Required actions -
A. In the thread on awk's $0=$0, how would you say this sentence in Spanish: "When you do $0=$0 it causes field splitting where NF, $1, $2, etc. are repopulated based on the current value of FS but it does not change the FSs to OFSs or modify $0 in any other way."
B. Answer these from the thread on awk's $0=$0:
(i) What pattern does grep search for in the command the poster came across?
(ii) Which awk option sets FS before the first record is read in what the thread calls the correct solution?
(iii) What does assigning any value to a field such as $1 cause?

Source -
——————

What is the meaning of $0 = $0 in Awk? - awk

While going through a piece of code I saw the below command:
grep "r" temp | awk '{FS=","; $0=$0} { print $1,$3}'
temp file contain the pattern like:
1. r,1,5
2. r,4,5
3. ...
I could not understand what does the statement $0=$0 mean in awk command.
Can anyone explain what does it mean?

When you do $1=$1 (or any other assignment to a field) it causes record recompilation where $0 is rebuilt with every FS replaced with OFS but it does not change NF (unless there was no $1 previously and then NF would change from 0 to 1) or reevaluate the record in any other way.
When you do $0=$0 it causes field splitting where NF, $1, $2, etc. are repopulated based on the current value of FS but it does not change the FSs to OFSs or modify $0 in any other way.
Look:
$ echo 'a-b-c' |
awk -F'-+' -v OFS='-' '
function p() { printf "%d) %d: $0=%s, $2=%s\n", ++c,NF,$0,$2 }
{ p(); $2=""; p(); $1=$1; p(); $0=$0; p(); $1=$1; p() }
'
1) 3: $0=a-b-c, $2=b
2) 3: $0=a--c, $2=
3) 3: $0=a--c, $2=
4) 2: $0=a--c, $2=c
5) 2: $0=a-c, $2=c
Note in the above that even though setting $2 to null resulted in 2 consecutive -s and the FS of -+ means that 2 -s are a single separator, they are not treated as such until $0=$0 causes the record to be re-split into fields as shown in output step 4.
The code you have:
awk '{FS=","; $0=$0}'
is using $0=$0 as a cludge to work around the fact that it's not setting FS until AFTER the first record has been read and split into fields:
$ printf 'a,b\nc,d\n' | awk '{print NF, $1}'
1 a,b
1 c,d
$ printf 'a,b\nc,d\n' | awk '{FS=","; print NF, $1}'
1 a,b
2 c
$ printf 'a,b\nc,d\n' | awk '{FS=","; $0=$0; print NF, $1}'
2 a
2 c
The correct solution, of course, is instead to simply set FS BEFORE The first record is read:
$ printf 'a,b\nc,d\n' | awk -F, '{print NF, $1}'
2 a
2 c
To be clear - assigning any value to $0 causes field splitting, it does not cause record recompilation while assigning any value to any field ($1, etc.) causes record recompilation but not field splitting:
$ echo 'a-b-c' | awk -F'-+' -v OFS='#' '{$2=$2}1'
a#b#c
$ echo 'a-b-c' | awk -F'-+' -v OFS='#' '{$0=$0}1'
a-b-c

$0 = $0 is used most often to rebuild the field separation evaluation of a modified entry. Ex: adding a field will change $NF after $0 = $0 where it stay as original (at entry of the line).

——————

Extracted data -
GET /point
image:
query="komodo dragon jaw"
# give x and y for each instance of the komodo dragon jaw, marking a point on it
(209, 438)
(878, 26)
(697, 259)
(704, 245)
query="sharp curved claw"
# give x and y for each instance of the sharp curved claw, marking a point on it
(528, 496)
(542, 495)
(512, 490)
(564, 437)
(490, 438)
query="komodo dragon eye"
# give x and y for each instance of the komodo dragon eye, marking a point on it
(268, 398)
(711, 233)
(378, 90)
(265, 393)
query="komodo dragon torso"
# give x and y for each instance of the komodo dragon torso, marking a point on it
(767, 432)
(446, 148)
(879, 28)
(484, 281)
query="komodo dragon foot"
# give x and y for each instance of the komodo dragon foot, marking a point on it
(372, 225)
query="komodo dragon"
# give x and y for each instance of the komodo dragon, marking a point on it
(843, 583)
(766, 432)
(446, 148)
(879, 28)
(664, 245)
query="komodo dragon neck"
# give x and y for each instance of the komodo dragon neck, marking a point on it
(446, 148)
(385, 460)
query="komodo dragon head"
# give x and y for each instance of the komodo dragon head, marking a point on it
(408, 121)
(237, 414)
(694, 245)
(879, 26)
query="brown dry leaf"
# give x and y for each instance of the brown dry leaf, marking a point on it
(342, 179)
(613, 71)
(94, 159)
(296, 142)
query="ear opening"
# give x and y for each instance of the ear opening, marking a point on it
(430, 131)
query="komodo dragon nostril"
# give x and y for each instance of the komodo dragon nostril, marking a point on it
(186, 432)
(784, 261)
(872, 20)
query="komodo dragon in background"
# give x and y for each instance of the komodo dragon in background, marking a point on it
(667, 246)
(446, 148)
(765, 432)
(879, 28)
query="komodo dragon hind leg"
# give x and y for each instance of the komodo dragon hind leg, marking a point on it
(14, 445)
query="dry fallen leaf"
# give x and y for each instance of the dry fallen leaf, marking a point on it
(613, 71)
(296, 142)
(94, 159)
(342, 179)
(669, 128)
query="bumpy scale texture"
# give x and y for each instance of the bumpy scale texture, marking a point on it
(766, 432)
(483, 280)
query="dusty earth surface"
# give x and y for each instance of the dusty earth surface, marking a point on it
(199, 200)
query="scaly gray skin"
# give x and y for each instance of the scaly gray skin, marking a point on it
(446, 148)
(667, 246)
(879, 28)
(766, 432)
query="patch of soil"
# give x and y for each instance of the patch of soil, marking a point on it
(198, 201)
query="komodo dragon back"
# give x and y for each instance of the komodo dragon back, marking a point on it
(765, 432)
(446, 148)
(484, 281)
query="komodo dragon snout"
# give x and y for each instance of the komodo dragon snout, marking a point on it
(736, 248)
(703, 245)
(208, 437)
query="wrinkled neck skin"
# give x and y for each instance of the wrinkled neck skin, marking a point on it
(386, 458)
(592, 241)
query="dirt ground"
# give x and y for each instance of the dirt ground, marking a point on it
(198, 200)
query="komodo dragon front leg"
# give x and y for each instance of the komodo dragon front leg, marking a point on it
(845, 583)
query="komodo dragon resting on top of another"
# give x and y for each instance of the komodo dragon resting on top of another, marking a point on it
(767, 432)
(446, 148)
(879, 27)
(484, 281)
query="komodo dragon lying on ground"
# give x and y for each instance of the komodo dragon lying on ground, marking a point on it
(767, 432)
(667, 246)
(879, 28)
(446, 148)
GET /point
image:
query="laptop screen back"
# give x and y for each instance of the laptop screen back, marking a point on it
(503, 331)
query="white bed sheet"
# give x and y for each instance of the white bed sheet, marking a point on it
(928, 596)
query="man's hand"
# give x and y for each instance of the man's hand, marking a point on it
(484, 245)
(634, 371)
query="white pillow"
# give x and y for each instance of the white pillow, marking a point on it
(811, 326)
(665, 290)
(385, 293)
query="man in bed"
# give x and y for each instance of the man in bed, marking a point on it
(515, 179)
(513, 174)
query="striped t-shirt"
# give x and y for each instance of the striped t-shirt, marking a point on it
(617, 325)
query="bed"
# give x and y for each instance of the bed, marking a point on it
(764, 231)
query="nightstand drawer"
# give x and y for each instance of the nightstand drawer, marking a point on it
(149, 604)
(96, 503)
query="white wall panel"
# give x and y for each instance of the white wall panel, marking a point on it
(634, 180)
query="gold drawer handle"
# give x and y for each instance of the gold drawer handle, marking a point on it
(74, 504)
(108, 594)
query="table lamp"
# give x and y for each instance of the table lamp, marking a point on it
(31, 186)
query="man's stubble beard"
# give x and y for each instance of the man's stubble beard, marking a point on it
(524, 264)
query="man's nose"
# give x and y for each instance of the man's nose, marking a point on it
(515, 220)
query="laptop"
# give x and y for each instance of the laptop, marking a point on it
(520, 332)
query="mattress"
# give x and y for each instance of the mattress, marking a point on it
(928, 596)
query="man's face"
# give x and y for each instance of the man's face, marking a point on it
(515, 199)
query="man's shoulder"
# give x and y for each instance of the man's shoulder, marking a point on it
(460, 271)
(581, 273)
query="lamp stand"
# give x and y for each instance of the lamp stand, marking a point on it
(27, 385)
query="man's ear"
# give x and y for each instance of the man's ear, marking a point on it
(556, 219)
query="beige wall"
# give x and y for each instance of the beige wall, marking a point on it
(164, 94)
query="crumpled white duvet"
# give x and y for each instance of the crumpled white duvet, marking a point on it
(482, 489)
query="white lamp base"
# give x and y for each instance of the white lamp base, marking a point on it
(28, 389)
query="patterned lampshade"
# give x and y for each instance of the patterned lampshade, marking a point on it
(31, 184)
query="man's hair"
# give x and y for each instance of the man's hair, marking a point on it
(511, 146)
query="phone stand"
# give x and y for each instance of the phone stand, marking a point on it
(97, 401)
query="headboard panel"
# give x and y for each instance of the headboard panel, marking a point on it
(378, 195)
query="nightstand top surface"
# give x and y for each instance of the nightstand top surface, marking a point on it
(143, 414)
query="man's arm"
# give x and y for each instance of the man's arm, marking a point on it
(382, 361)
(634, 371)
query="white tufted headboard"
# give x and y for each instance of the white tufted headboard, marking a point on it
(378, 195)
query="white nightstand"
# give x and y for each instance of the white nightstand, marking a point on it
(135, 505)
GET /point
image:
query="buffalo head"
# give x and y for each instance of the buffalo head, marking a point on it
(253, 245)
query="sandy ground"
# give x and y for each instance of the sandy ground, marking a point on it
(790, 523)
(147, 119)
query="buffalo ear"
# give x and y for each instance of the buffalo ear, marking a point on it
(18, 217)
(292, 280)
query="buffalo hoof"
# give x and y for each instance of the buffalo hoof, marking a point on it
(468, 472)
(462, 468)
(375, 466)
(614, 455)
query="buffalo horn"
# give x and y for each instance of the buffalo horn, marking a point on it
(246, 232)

——————

Responses in order -
A. Cuando haces $0=$0, se provoca la división en campos, en la que NF, $1, $2, etc. se vuelven a rellenar según el valor actual de FS, pero no cambia los FS por OFS ni modifica $0 de ninguna otra manera.

B.
(i) "r"
(ii) -F,
(iii) Record recompilation, but not field splitting.